→ **Dataset entries about object locations**:
>> start

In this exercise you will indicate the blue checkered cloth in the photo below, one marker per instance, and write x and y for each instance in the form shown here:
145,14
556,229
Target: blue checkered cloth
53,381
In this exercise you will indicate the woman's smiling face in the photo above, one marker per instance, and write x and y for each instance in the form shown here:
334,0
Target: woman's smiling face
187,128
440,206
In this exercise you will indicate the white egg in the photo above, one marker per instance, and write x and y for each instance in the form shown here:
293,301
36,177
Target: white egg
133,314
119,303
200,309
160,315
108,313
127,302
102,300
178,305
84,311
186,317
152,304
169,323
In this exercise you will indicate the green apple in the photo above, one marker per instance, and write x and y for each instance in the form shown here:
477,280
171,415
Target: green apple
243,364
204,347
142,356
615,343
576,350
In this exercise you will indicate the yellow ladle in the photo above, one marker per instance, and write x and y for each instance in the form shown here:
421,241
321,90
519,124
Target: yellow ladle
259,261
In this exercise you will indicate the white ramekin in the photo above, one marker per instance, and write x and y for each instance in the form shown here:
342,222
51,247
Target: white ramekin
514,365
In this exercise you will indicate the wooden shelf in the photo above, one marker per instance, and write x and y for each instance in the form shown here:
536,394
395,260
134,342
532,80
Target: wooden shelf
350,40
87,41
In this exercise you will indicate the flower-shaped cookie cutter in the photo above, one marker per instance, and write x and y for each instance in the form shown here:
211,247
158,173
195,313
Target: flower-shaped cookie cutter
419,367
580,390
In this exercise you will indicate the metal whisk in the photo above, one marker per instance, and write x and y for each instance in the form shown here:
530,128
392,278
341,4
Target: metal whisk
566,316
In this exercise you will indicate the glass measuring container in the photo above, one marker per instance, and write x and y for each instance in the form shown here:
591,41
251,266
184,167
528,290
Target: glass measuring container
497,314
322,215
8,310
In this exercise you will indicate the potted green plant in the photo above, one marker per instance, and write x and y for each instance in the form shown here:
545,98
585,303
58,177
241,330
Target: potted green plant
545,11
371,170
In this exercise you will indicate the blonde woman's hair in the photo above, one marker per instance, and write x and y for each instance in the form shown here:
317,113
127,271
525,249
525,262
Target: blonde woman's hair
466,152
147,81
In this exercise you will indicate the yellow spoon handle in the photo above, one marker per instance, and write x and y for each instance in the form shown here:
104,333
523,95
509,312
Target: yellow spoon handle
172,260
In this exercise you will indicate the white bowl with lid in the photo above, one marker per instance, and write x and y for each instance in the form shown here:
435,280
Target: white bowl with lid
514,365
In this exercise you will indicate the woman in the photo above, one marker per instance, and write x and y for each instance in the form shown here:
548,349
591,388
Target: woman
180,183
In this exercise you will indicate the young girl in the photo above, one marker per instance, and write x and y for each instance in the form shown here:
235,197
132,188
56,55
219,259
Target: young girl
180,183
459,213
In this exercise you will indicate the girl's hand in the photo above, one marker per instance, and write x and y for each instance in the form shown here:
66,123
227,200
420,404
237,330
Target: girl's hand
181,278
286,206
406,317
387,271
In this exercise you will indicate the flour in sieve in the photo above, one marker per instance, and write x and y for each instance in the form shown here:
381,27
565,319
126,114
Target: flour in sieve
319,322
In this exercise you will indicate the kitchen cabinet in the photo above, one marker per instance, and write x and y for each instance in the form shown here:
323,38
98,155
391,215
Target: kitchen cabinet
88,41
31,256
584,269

>> end

→ **DIRECTIVE**: Rewrite the entries as a Markdown table with the columns Row and Line, from the line that contains "In this exercise you will indicate the kitchen" through the last line of the entries, both included, numbering each line and leaving out blank lines.

→ **THE REPLY**:
| Row | Line |
|---|---|
| 1 | In this exercise you will indicate the kitchen cabinet in the photo above, one marker per instance, and write x and y for each instance in the form shown here: |
| 2 | 323,38 |
| 3 | 98,155 |
| 4 | 391,215 |
| 5 | Target: kitchen cabinet |
| 6 | 88,41 |
| 7 | 31,256 |
| 8 | 584,269 |